§ WRITTEN INSTRUCTION
All of the material below is to be repeated exactly.

§ MATERIAL TO PROCESS

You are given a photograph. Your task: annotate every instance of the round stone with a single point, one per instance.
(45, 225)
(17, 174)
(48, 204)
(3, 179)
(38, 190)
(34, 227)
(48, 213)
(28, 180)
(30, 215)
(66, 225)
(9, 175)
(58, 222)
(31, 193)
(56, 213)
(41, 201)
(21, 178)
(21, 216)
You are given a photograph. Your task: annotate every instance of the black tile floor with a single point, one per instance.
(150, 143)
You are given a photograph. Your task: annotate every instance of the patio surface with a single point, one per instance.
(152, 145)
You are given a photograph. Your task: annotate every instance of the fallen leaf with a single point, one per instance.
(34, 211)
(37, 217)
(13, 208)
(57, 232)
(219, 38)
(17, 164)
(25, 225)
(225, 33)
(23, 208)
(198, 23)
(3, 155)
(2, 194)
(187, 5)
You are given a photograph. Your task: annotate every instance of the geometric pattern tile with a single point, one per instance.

§ SOLUTION
You are given a photograph. Your task: annotate every instance of the round stone with a single point, one per instance.
(45, 225)
(17, 174)
(48, 204)
(3, 179)
(38, 190)
(34, 227)
(48, 213)
(28, 180)
(30, 215)
(66, 225)
(9, 175)
(58, 222)
(31, 193)
(56, 213)
(41, 201)
(21, 178)
(21, 216)
You are given a photograph. Your task: annotate every instance of the black tile floor with a single point, one per instance.
(150, 143)
You are given a photograph. Your task: annotate every instance of the patio surface with a single point, one per instance.
(152, 145)
You are given a photograph. Your task: annotate every instance of the fallen leaf with a single point, one per instance.
(34, 211)
(37, 217)
(13, 208)
(57, 232)
(219, 38)
(17, 164)
(25, 225)
(225, 33)
(23, 208)
(198, 23)
(3, 155)
(2, 194)
(187, 5)
You are given a photograph. Your task: annotate every instance of the geometric pattern tile with a single point, one per instance.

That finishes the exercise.